---------- Estratto del testo

Riprendiamo dalla STAMPA di oggi, 05/08/2016, a pag. 1-25, con il titolo "Non possiamo fare a meno della Turchia", l'analisi di Giampiero Massolo; dalla REPUBBLICA, a pag. 31, con il titolo "Erdogan è 'nudo' ma l'Europa fa finta di niente", l'analisi di Andrea Bonanni.
I due articoli sono impostati in modo molto differente, e testimoniano della difficltà da parte degli "esperti" a cogliere il segno dei recenti fatti in Turchia.
Giampiero Massolo è benevolo nei confronti del regime di Erdogan, e sostiene la tesi della necessità, per l'Europa tutta, della Turchia. Andrea Bonanni, invece, insiste sulla natura ormai chiara a tutti del regime islamista e illiberale di Erdogan, e sulla mancata risposta dell'Europa di fronte ai suoi recenti crimini.
Ecco gli articoli:
Recep Tayyip Erdogan
LA STAMPA - Giampiero Massolo: "Non possiamo fare a meno della Turchia"
Giampiero Massolo
Che fare con la Turchia? In termini politici, è questa la domanda alla quale rispondere.
Specie ora che, per paradosso, proprio in nome della democrazia vengono stravolti in quel Paese i suoi contenuti più ovvi. Mentre il Presidente Erdogan esprime giudizi inaccettabili e giustamente respinti sulle istituzioni italiane e europee.
Doverose le ammonizioni a non eccedere, a non valicare il confine tra democrazia autoritaria e dittatura islamica vestita da riforma presidenziale, necessaria l’indignazione per il paventato ripristino della pena di morte e per le violazioni dei diritti umani, spartiacque nei rapporti con l’Europa. Basteranno?

--------------------
---------- Dati forniti

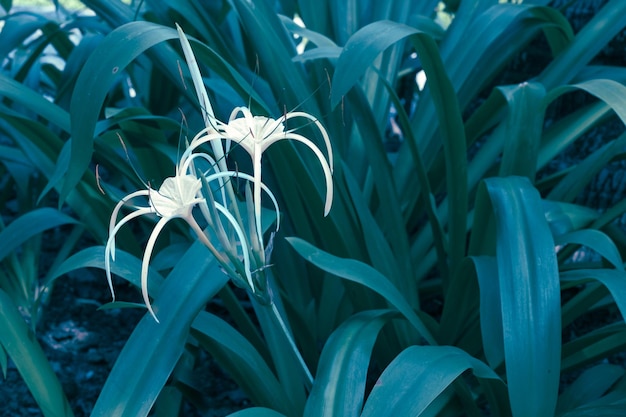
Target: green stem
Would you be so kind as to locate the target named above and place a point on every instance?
(292, 344)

--------------------

Completa quanto segue:
a - Riporta dal brano sulla Turchia il passo che va da "Specie ora che, per" fino a "italiane e europee.".
b - Traduci in inglese questa frase del brano sulla Turchia: "Giampiero Massolo è benevolo nei confronti del regime di Erdogan, e sostiene la tesi della necessità, per l'Europa tutta, della Turchia."
c - Secondo il brano sulla Turchia, con quale titolo la Repubblica ha pubblicato l'analisi di Andrea Bonanni?

Risposte agli esercizi:
a -
Specie ora che, per paradosso, proprio in nome della democrazia vengono stravolti in quel Paese i suoi contenuti più ovvi. Mentre il Presidente Erdogan esprime giudizi inaccettabili e giustamente respinti sulle istituzioni italiane e europee.

b - Giampiero Massolo is sympathetic toward Erdogan's regime, and he supports the view that Turkey is necessary for all of Europe.

c - Con il titolo "Erdogan è 'nudo' ma l'Europa fa finta di niente".